====== EXCERPTED PASSAGE ======

I think you're going to the wrong school then, when I went to school at UW-Stout all we had to do was pass a basic shop safety quiz and have someone give us a demonstration on what ever machine we wanted to use. After that you were on your own.

Also, machining that would be terribly inefficient, you're far better off cutting it with a laser out of sheet metal and bending to finish. I'd bet that part is around $30-50 lazered out at your local shop as a one off part, where as machine time on a mill is typically $100/hour and they start charging as they set up the machine.
 
Also, machining that would be terribly inefficient, you're far better off cutting it with a laser out of sheet metal and bending to finish. ...
+100.
 
I'm still waiting on a friend to come over and help me change my tires (and for the snow to thaw), so I drew a little radiator guard in SolidWorks. If anyone wants to machine one, let me know. I can create a drawing for you. I still need to get the correct spacing for the mounting holes. This one's kind of basic, but I planned on putting somehting like it on my bike. Might change the text on it. Any opinions?

I might model a few parts later and try to have some of my friends in the MET department machine them. For some reason, the university doesn't trust us engineers alone in the machine shop.
I would say it blocks too much airflow as it is now.

I agree with frank-the-farmer - that's not a part you would want to CNC. Cutting the text would be a problem. Laser or waterjet would be much more efficient.

Unless you need it for a project, they are out there to purchase.
 
I think you're going to the wrong school then, when I went to school at UW-Stout all we had to do was pass a basic shop safety quiz and have someone give us a demonstration on what ever machine we wanted to use. After that you were on your own.

Also, machining that would be terribly inefficient, you're far better off cutting it with a laser out of sheet metal and bending to finish. I'd bet that part is around $30-50 lazered out at your local shop as a one off part, where as machine time on a mill is typically $100/hour and they start charging as they set up the machine.

======

> WRITTEN EXERCISE 1:
Reproduce the part of the radiator guard thread between "I'm still waiting" and "much more efficient.", inclusive.

====== LISTING ======

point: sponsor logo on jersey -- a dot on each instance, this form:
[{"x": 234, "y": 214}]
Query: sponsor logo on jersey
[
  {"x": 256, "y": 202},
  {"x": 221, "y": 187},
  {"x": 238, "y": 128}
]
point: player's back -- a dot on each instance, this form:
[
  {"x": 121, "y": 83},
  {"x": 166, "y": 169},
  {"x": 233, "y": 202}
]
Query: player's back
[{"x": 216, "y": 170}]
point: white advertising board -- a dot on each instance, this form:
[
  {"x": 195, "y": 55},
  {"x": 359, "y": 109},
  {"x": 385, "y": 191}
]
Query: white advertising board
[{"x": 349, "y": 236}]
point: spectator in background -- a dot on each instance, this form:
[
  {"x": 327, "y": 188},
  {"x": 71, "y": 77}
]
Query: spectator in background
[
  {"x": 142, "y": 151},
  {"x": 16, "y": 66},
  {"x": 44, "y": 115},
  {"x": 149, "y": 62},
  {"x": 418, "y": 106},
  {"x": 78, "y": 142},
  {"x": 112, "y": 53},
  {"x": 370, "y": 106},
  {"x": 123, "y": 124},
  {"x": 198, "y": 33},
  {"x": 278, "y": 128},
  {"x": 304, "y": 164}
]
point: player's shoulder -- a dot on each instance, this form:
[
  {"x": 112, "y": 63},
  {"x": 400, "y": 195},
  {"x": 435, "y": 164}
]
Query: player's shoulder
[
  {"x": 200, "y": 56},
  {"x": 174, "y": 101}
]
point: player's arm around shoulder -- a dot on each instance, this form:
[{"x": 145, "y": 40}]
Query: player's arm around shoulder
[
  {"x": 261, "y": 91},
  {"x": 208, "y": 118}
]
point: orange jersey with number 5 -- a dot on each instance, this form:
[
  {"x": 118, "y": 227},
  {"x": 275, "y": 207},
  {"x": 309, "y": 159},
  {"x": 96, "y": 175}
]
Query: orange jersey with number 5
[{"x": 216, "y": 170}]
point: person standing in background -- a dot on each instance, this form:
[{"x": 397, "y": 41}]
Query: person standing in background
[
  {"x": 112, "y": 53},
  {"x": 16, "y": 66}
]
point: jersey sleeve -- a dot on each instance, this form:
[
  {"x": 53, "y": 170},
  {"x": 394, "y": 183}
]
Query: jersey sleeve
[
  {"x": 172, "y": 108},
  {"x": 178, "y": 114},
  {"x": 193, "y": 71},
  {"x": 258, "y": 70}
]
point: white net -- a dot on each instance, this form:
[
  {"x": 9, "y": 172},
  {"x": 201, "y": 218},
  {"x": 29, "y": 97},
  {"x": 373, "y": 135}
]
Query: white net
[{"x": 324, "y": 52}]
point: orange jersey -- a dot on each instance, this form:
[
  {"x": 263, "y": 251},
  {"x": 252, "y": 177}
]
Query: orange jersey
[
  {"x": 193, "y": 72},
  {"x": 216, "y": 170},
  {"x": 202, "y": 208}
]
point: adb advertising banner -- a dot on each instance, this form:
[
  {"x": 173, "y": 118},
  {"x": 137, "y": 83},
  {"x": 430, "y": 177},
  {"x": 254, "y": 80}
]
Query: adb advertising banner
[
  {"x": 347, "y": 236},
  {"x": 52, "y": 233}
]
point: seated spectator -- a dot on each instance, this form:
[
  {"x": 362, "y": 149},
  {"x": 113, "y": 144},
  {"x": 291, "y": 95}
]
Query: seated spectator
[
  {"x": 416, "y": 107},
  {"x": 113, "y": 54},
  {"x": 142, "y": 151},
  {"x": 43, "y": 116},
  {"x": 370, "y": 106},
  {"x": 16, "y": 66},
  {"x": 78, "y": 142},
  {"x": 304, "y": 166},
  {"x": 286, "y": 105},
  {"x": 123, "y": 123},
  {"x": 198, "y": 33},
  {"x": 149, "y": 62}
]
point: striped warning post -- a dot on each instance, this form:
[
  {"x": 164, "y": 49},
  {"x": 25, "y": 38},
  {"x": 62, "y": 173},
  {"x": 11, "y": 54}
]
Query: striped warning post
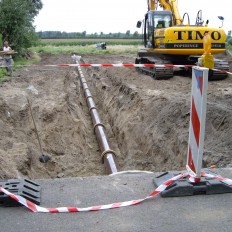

======

> WRITTEN EXERCISE 2:
Output the lines of the rows as a numbered list, running from the line holding "point: orange jersey -- a" through the end of the rows, both ends included, with blank lines left out. Leave the pictures out of the answer.

> FULL ANSWER 1:
I'm still waiting on a friend to come over and help me change my tires (and for the snow to thaw), so I drew a little radiator guard in SolidWorks. If anyone wants to machine one, let me know. I can create a drawing for you. I still need to get the correct spacing for the mounting holes. This one's kind of basic, but I planned on putting somehting like it on my bike. Might change the text on it. Any opinions?

I might model a few parts later and try to have some of my friends in the MET department machine them. For some reason, the university doesn't trust us engineers alone in the machine shop.
I would say it blocks too much airflow as it is now.

I agree with frank-the-farmer - that's not a part you would want to CNC. Cutting the text would be a problem. Laser or waterjet would be much more efficient.

> FULL ANSWER 2:
1. point: orange jersey -- a dot on each instance, this form:
2. [
3.   {"x": 263, "y": 251},
4.   {"x": 252, "y": 177}
5. ]
6. Query: orange jersey
7. [
8.   {"x": 193, "y": 72},
9.   {"x": 216, "y": 170},
10.   {"x": 202, "y": 208}
11. ]
12. point: adb advertising banner -- a dot on each instance, this form:
13. [
14.   {"x": 173, "y": 118},
15.   {"x": 137, "y": 83},
16.   {"x": 430, "y": 177},
17.   {"x": 254, "y": 80}
18. ]
19. Query: adb advertising banner
20. [
21.   {"x": 347, "y": 236},
22.   {"x": 52, "y": 233}
23. ]
24. point: seated spectator -- a dot on each instance, this form:
25. [
26.   {"x": 362, "y": 149},
27.   {"x": 113, "y": 144},
28.   {"x": 291, "y": 95}
29. ]
30. Query: seated spectator
31. [
32.   {"x": 416, "y": 107},
33.   {"x": 113, "y": 54},
34.   {"x": 142, "y": 151},
35.   {"x": 43, "y": 116},
36.   {"x": 370, "y": 106},
37.   {"x": 16, "y": 66},
38.   {"x": 78, "y": 142},
39.   {"x": 304, "y": 166},
40.   {"x": 286, "y": 105},
41.   {"x": 123, "y": 123},
42.   {"x": 198, "y": 33},
43.   {"x": 149, "y": 62}
44. ]
45. point: striped warning post -- a dot on each instance, this form:
46. [
47.   {"x": 164, "y": 49},
48.   {"x": 25, "y": 38},
49.   {"x": 62, "y": 173},
50.   {"x": 11, "y": 54}
51. ]
52. Query: striped warning post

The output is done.